Excelentíssimo Senhor Doutor Desembargador Presidente do Egrégio Tribunal de Justiça do Estado de São Paulo

 

 

 

Protocolado nº 46.854/2016

 

 

 

Ementa: Constitucional. Administrativo. Ação Direta de Inconstitucionalidade. Art. 2º da Lei Complementar n. 787, de 27 de março de 2015, do município de São Vicente. Subsídios de Prefeito e de Vereadores. Revisão anual. 1. Inexistência do direito à revisão geral anual da remuneração dos agentes políticos municipais porquanto exclusivamente conferido aos servidores públicos titulares de cargos de provimento efetivo. 2. Violação aos arts. 111, 115, XI, e 144, da CE/89; e aos arts. 29, VI, e 37, X, da CF/88.

**OBJETIVO 1**
Responda às perguntas abaixo com base no documento da ação de inconstitucionalidade.
(a) Qual é o número do protocolado?
(b) De qual município é a lei complementar questionada?
(c) Em que data foi editada a Lei Complementar n. 787?
**OBJETIVO 2**
Duplique o trecho do documento da ação de inconstitucionalidade que começa em "Ementa: Constitucional. Administrativo." e vai até "X, da CF/88.", incluindo essas palavras.
**OBJETIVO 3**
Continue o documento da ação de inconstitucionalidade a partir da última frase apresentada.

Trechos de dados de rotulagem de locais
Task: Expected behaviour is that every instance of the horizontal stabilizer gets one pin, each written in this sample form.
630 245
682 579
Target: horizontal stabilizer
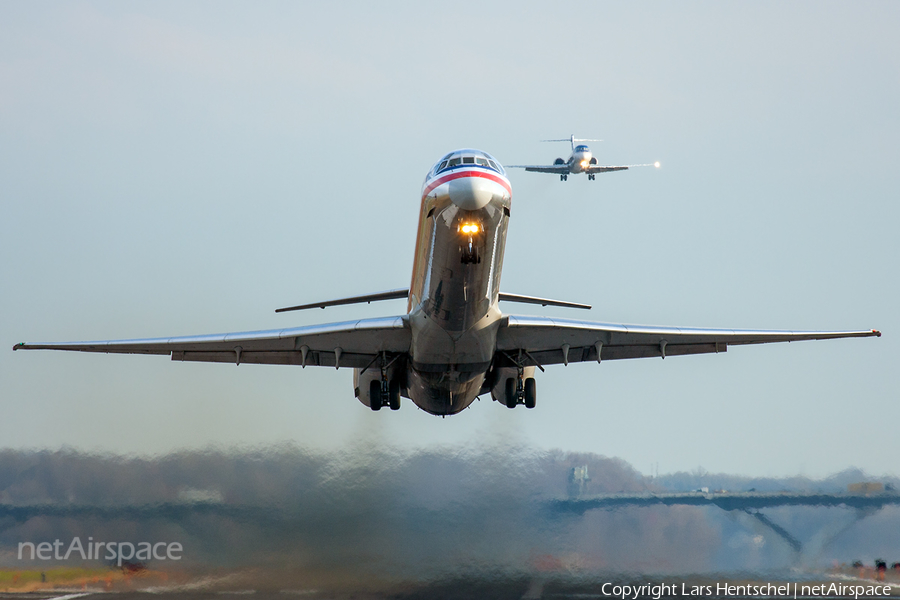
388 295
541 301
404 293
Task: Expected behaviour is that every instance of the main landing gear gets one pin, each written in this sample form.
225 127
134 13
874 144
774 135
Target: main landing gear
384 393
470 255
521 391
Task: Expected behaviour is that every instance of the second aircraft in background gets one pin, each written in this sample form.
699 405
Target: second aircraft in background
581 160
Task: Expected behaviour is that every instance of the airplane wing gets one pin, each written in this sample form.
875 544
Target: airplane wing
599 169
347 344
546 341
562 169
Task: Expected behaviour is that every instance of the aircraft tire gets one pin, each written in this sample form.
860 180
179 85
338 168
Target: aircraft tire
530 393
511 399
375 395
394 395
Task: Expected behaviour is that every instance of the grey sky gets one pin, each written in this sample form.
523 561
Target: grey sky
171 169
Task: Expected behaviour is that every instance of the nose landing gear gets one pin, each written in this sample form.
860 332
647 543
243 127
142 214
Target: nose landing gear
470 255
521 391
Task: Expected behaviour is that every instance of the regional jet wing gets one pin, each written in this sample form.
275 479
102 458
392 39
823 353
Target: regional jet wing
347 344
562 169
545 341
598 169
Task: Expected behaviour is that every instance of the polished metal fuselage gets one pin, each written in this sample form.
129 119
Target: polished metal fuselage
453 304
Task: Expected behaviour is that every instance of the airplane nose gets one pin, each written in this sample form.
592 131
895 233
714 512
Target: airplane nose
470 193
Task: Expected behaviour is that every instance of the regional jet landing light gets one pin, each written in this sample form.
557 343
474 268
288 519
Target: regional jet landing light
453 344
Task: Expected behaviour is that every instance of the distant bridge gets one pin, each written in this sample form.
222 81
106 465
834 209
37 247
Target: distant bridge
742 505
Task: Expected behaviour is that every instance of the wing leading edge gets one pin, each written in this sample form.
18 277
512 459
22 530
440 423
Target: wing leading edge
546 341
347 344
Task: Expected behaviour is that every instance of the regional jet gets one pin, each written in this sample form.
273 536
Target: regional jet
454 343
581 160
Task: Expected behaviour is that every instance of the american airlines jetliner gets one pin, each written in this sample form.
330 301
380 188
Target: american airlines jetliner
454 343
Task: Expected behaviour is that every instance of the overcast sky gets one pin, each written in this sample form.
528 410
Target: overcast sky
171 168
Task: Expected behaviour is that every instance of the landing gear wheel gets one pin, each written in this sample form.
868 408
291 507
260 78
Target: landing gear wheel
530 393
375 399
394 395
511 396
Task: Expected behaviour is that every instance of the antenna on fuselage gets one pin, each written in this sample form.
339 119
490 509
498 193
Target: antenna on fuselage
572 139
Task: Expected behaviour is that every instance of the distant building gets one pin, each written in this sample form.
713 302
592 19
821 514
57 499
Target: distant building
578 478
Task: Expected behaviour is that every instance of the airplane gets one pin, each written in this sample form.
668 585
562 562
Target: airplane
454 343
581 160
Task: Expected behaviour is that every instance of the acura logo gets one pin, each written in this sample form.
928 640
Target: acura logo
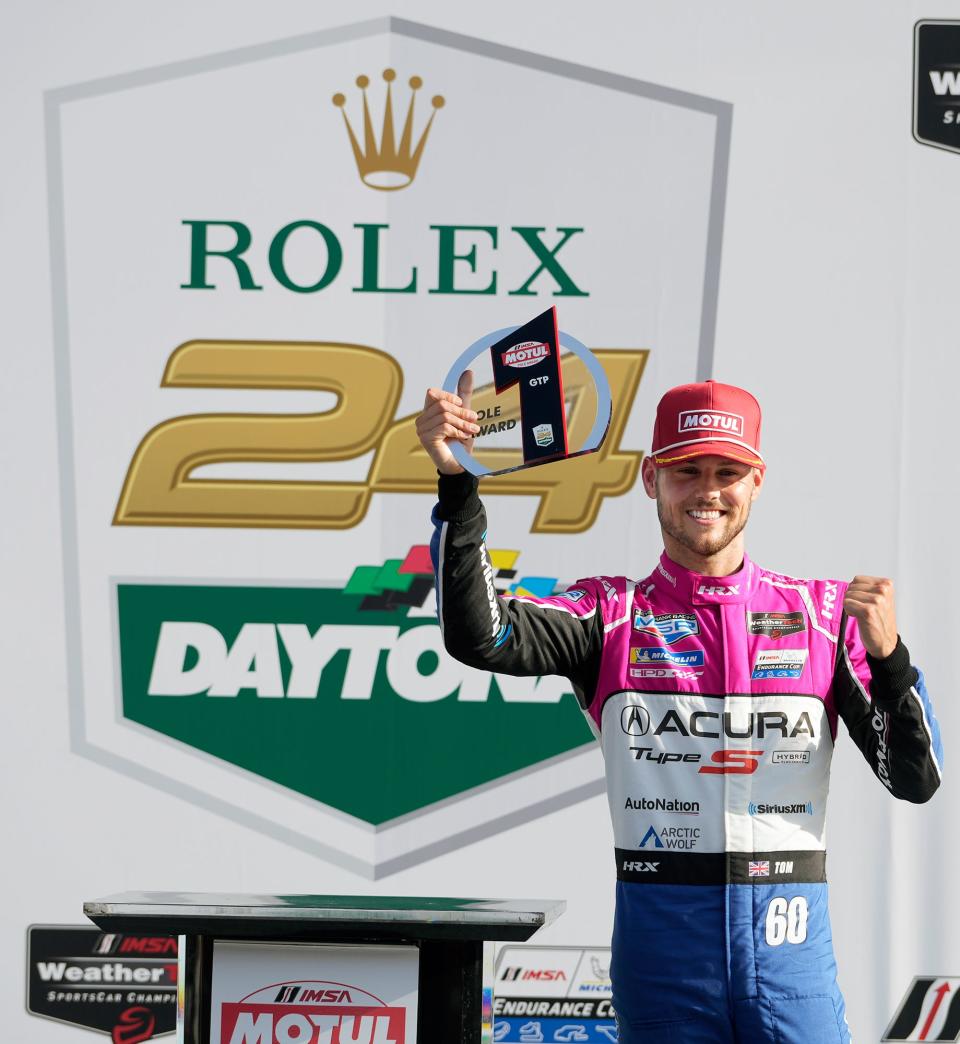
634 720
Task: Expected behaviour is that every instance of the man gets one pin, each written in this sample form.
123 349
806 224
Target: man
714 687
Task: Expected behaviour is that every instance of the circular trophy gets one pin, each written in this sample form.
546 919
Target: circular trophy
540 394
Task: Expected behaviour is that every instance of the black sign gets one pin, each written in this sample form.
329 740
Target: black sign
120 985
530 357
936 85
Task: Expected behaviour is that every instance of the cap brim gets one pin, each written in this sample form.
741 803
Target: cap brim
741 454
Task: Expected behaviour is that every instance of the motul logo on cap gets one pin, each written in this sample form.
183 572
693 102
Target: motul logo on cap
711 420
527 354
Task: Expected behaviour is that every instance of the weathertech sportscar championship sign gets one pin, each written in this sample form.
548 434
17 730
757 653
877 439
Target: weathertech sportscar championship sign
313 994
265 258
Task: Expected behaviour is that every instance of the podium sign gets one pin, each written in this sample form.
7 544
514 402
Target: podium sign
540 394
313 993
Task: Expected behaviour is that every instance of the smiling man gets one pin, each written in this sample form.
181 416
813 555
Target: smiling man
715 688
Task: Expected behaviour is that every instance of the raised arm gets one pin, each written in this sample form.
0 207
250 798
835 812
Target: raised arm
510 635
881 694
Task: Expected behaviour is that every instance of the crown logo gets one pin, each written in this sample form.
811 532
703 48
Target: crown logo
388 166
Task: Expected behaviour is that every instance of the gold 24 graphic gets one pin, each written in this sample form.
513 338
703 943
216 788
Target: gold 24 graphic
159 491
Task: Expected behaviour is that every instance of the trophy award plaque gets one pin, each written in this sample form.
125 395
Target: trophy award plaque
540 395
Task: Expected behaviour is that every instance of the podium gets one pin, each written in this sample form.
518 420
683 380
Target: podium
327 969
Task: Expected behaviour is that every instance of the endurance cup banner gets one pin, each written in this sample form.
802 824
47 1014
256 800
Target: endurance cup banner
262 260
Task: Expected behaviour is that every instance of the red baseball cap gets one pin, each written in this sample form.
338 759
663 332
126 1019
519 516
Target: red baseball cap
706 420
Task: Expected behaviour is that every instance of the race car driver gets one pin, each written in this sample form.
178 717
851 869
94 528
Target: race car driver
714 687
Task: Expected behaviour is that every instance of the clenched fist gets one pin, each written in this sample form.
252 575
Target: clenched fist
869 600
445 419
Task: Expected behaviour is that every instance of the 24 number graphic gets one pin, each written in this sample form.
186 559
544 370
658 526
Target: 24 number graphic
159 489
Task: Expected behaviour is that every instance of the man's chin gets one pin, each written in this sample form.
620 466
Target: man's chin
706 544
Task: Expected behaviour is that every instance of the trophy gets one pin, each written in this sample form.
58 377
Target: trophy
537 390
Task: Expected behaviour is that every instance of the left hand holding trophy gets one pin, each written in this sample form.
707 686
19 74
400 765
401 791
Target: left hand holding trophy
522 412
447 417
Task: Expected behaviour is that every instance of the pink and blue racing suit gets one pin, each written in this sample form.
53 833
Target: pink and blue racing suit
715 701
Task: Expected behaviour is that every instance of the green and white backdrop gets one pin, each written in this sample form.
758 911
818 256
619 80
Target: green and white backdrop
222 666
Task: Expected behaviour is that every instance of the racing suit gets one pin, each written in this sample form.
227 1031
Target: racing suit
715 701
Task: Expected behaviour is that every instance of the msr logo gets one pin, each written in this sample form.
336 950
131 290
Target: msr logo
733 762
930 1011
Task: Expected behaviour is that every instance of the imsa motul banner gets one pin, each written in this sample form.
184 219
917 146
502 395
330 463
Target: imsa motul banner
266 257
313 994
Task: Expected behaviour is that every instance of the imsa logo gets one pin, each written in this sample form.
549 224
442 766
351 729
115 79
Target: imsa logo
929 1012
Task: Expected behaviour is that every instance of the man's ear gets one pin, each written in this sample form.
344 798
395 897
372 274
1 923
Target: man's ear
648 474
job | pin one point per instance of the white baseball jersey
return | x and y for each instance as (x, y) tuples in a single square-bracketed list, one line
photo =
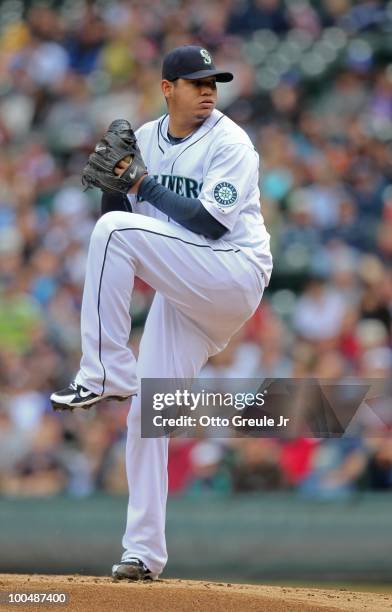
[(205, 291), (219, 165)]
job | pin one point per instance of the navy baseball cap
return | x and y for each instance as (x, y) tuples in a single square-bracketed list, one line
[(191, 62)]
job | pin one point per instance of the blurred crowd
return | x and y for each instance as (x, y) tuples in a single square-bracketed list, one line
[(313, 89)]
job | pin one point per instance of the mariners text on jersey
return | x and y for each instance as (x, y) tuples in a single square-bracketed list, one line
[(219, 165)]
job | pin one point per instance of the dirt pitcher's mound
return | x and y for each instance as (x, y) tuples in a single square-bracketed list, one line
[(99, 594)]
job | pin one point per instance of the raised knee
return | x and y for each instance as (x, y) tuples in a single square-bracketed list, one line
[(111, 221)]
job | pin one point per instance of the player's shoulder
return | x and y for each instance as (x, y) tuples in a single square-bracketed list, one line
[(147, 128), (227, 132)]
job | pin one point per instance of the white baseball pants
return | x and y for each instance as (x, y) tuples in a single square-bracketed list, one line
[(205, 290)]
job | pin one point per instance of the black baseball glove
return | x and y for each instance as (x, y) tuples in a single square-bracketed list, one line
[(119, 143)]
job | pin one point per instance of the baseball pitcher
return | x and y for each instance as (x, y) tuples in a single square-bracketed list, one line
[(182, 212)]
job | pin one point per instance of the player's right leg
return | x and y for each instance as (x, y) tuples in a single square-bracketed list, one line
[(210, 282), (171, 347)]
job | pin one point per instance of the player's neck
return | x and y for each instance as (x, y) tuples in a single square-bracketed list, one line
[(181, 129)]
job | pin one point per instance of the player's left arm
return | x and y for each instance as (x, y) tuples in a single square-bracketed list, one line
[(232, 175)]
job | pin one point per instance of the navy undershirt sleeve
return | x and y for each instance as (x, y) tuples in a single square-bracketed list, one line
[(188, 212)]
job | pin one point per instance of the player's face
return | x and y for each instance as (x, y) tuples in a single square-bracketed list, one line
[(193, 99)]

**RESULTADO 1**
(a) 46.854/2016
(b) São Vicente
(c) 27 de março de 2015

**RESULTADO 2**
Ementa: Constitucional. Administrativo. Ação Direta de Inconstitucionalidade. Art. 2º da Lei Complementar n. 787, de 27 de março de 2015, do município de São Vicente. Subsídios de Prefeito e de Vereadores. Revisão anual. 1. Inexistência do direito à revisão geral anual da remuneração dos agentes políticos municipais porquanto exclusivamente conferido aos servidores públicos titulares de cargos de provimento efetivo. 2. Violação aos arts. 111, 115, XI, e 144, da CE/89; e aos arts. 29, VI, e 37, X, da CF/88.

**RESULTADO 3**
O Procurador-Geral de Justiça do Estado de São Paulo, no exercício da atribuição prevista no art. 116, VI, da Lei Complementar Estadual n. 734, de 26 de novembro de 1993 (Lei Orgânica do Ministério Público de São Paulo), em conformidade com o disposto no art. 125, § 2º, e no art. 129, IV, da Constituição Federal, e, ainda, nos arts. 74, VI, e 90, III, da Constituição do Estado de São Paulo, com amparo nas informações colhidas no incluso protocolado, vem, respeitosamente, perante esse Egrégio Tribunal de Justiça, promover a presente AÇÃO DIRETA DE INCONSTITUCIONALIDADE em face do art. 2º da Lei Complementar n. 787, de 27 de março de 2015, do Município de São Vicente, pelos fundamentos a seguir expostos:

 

1.   DO Ato Normativo Impugnado

A Lei Complementar n. 787, de 27 de março de 2015, do Município de São Vicente, que “Dispõe sobre reajuste salarial de 7% ao valor de referência do padrão de vencimentos dos servidores da Câmara Municipal”, estabelece:

Art. 1º - É concedido reajuste salarial de 7% (sete por cento) sobre o padrão de vencimentos dos servidores de provimento efetivo e em comissão dos quadros da Câmara Municipal de São Vicente.

Art. 2º - Em conformidade com o que estabelece o inciso X do artigo 37 da Constituição Federal, aplica-se idêntico reajuste aos subsídios do Prefeito Municipal e dos Vereadores por se tratar de revisão geral anual.

Art. - Esta Lei entra em vigor na data da sua publicação, retroagindo seus efeitos a 1º de março de 2015.” (sic – grifo nosso)

O dispositivo normativo em destaque padece de incompatibilidade vertical com a Constituição do Estado de São Paulo, como adiante será demonstrado.

A inconstitucionalidade do art. 2º da Lei Complementar n. 787/15 reside na autorização pela qual os subsídios do Prefeito e dos Vereadores estão sujeitos à revisão geral anual fixada em seu art. 1º.

Vejamos as razões pelas quais a inconstitucionalidade se evidencia no caso em exame.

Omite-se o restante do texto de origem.